Start Document segment

Chocoholics unite on Martha’s Vineyard for annual festival

Some of the stunning array of chocolates at last year's annual Art of Chocolate Festival. — File photo by Ralph Stewart

You don’t have to be an art lover to appreciate the latest show at Featherstone Center for the Arts in Oak Bluffs. The chocolate will be flowing, literally, once again this weekend when the ninth annual Art of Chocolate Festival opens with a preview party on Friday, October 5.

Everything chocolate — from chocolate chip cookies and pastries, to dense chocolate cakes and silky chocolate mousse, to just pure chocolate in the form of handmade confections, and a chocolate fountain, will fill the Virginia Weston Besse Gallery with the rich aroma of the cocoa bean all weekend.

On Saturday and Sunday, October 6 and 7, guests can enjoy a pay-as-you-taste experience, while Friday party goers can try it all for $50. The preview party this year, hosted by festival founders Jeanne and Malcolm Campbell, is titled Sweet Sixteen, in honor of Featherstone’s 16 years in existence. For more than half of its history, the arts campus has been hosting the popular fundraiser, which always takes place on Columbus Day weekend.

Among the treats on hand for sampling will be cakes from Farm Neck Café and the Black Dog; chocolates from New Moon Magick, Ben and Bills, Dorothy Cox, and Chilmark Chocolates; mousse from the Slice of Life; chocolate bread pudding from The Newes from America; and buttery pastry snails with chocolate from Orange Peel Bakery. The ice cream sundae bar is always a big hit, as is the giant multi-layered cake and “cruffles” by Cakes by Liz. The chocolate fountain stocked with fruit and other goodies is sure to be a gathering place for chocoholics once again.

End Document segment
Start Extracted information

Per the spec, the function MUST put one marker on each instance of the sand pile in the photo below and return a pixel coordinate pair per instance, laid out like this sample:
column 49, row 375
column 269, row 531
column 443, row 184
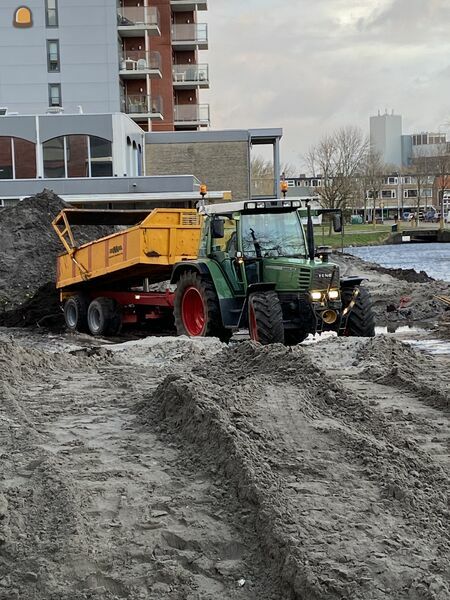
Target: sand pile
column 398, row 294
column 28, row 250
column 385, row 359
column 343, row 502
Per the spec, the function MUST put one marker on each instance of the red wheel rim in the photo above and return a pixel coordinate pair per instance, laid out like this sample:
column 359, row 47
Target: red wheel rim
column 252, row 324
column 193, row 312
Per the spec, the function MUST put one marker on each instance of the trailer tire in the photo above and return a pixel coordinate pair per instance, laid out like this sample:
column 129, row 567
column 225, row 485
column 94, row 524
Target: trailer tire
column 361, row 320
column 292, row 337
column 197, row 309
column 104, row 317
column 265, row 318
column 75, row 313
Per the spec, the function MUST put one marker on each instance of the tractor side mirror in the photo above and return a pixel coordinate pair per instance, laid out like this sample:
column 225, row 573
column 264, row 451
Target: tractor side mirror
column 217, row 228
column 337, row 223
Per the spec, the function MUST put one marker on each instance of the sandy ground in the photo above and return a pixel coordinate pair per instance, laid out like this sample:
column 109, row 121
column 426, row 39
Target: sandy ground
column 189, row 470
column 172, row 468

End Extracted information

Pick up the article on Martha's Vineyard's Art of Chocolate Festival right after its last sentence and keep writing it.

There will also be a few guilt-free options including gluten free macaroons from the Scottish Bakehouse and healthy chocolate delights from new business Not Your Sugar Mamas, located in the Tisbury Marketplace. The store, which sells locally produced organic chocolate products free from refined sugar, dairy, and gluten will offer samples of its three types of chocolate bars and, possibly, introduce its latest item — a bar called Be Local made with Island honey.

Also new this year, Tisberry of Vineyard Haven will set up a chocolate yogurt and fixings bar featuring all kinds of chocolate goodies. Another new sponsor, Martha’s Vineyard Chowder Company, is providing financial assistance and a chocolate surprise.

A highlight of the annual festival is a chocolate tempering demonstration by Brenda Mastromonaco of the famed chocolatier Hilliard family which operated a retail shop on the Island for many years. According to Ms. Mastromonaco, Hilliard’s Kitch-in-Vue Candies was opened in Oak Bluffs in 1945 right after WWII by her grandfather, Pearley Hilliard. Ms. Mastromonaco will create chocolates using a special kettle for tempering (a method of heating and cooling chocolate in order to use it for coating or dipping) invented by her grandfather. A company called Hilliard’s Chocolate Systems still manufactures these unique chocolate kettles, which are heated by lightbulbs, and ships them all over the world.

Featherstone special events director Francine Kelly will operate a smaller countertop tempering kettle for the first time.

Ms. Kelly, the former Featherstone executive director, launched the Art of Chocolate festival in 2003, along with the Campbells and Ms. Kelly’s daughter Janis Smith Gomez. Ms. Campbell’s father owned the former Van Leer Chocolate Company of Jersey City for many years. Mr. Campbell spent his career working for the company, along with a number of family members. Daughter Jan, who was among the company’s employees, founded Chilmark Chocolates in 1984. The popular up-Island chocolate shop, which will be closed until the holidays, will donate boxes of goodies to Featherstone to sell during the festival. “This is the only place to buy Chilmark Chocolates right now,” says Ms. Kelly.

The Campbells are always enthusiastic participants in the festival. They will display old metal candy molds from their family business and other artifacts of the chocolate trade, as well as photos from their visits to cocoa plantations in Mexico and Africa.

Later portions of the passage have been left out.